## TASK TO COMPLETE
Print each line exactly as it is given.

## Object point labels
· · · · ·

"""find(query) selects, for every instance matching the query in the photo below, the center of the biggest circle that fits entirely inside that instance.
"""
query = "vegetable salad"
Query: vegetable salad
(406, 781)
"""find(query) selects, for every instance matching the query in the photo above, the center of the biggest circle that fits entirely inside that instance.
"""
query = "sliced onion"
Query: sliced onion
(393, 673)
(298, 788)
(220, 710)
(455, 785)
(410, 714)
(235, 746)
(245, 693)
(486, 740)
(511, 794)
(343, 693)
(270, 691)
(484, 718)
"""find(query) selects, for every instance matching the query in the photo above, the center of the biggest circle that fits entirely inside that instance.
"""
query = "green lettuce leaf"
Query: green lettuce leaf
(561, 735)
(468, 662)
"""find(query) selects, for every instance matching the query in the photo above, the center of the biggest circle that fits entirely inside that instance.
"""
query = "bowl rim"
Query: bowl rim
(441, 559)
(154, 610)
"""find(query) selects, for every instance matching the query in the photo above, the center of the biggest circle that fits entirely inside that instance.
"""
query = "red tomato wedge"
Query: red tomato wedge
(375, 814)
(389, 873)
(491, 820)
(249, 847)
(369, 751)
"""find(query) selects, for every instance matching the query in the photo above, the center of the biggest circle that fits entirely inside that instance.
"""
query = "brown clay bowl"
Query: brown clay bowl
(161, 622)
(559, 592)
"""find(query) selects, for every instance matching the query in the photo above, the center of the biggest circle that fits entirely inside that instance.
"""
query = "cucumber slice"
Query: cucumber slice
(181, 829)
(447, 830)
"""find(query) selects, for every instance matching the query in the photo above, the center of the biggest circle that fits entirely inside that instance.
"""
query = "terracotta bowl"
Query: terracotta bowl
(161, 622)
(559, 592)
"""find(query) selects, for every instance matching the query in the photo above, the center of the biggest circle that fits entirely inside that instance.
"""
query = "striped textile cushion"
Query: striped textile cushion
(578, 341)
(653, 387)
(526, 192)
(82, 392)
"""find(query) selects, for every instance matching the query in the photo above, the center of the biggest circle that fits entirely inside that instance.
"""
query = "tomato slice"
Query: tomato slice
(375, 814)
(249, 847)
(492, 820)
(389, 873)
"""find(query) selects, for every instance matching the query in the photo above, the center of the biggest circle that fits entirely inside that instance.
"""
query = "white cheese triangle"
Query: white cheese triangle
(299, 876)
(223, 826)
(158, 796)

· · · · ·

## CORRECT ANSWER
"""find(query) selects, for every instance matching the query in the photo below, the center of the biggest circle that fits entirely inside that instance.
"""
query = "vegetable salad"
Query: vegetable salad
(406, 781)
"""find(query) selects, for every instance matching the query in the photo above, the center of the biggest circle that fits entirely inside that instance.
"""
query = "sliced onion"
Query: sliced onion
(393, 673)
(298, 788)
(220, 710)
(455, 785)
(410, 714)
(235, 746)
(245, 693)
(486, 740)
(511, 794)
(343, 693)
(270, 691)
(484, 718)
"""find(query) selects, for every instance matching the query in the photo above, the center of the biggest circle that fits entirely inside that instance.
"""
query = "green lettuce leaf"
Query: green lettuce leaf
(561, 735)
(468, 662)
"""find(query) selects, for every instance matching the query in the photo above, the center of the biggest circle that fits entirely inside that instance.
"""
query = "bowl rim"
Query: bowl rim
(441, 559)
(154, 610)
"""find(query) selects, for every instance matching the query in the photo above, the center of the biggest circle that fits entirely inside that instance.
"""
query = "red tomato wedge"
Query: red tomato wedge
(375, 814)
(389, 873)
(491, 820)
(249, 847)
(369, 751)
"""find(query) selects, for every instance matching the query in the photo above, the center of the biggest circle that fits entirely inside that instance.
"""
query = "brown clay bowl"
Query: brown clay bowl
(161, 622)
(559, 592)
"""find(query) selects, for every instance matching the query in the photo above, the center of the biggest circle that fits entirely inside that instance.
"""
query = "cucumber slice"
Query: cucumber slice
(181, 829)
(447, 830)
"""find(query) selects, for every instance matching the query in the photo above, the center of the biggest circle that fits entirely inside that instance.
"""
query = "terracotta bowl"
Query: terracotta bowl
(161, 622)
(559, 592)
"""find(query) selects, for every instance matching the query in the photo above, the center of the biggest circle that fits entirely inside that instance.
"""
query = "striped textile cushion"
Query: striped textile cushion
(578, 341)
(653, 387)
(526, 192)
(82, 392)
"""find(query) selects, for every instance matching the query in the photo above, the center of the biggest circle that fits entirely inside that instance.
"""
query = "tomato slice"
Query: tomato slice
(375, 814)
(249, 847)
(492, 820)
(389, 873)
"""find(query) selects, for every instance matching the query in the photo above, the center of the biggest circle that fits entirely inside that instance.
"""
query = "white cheese triangle"
Query: white cheese triangle
(299, 876)
(223, 826)
(158, 796)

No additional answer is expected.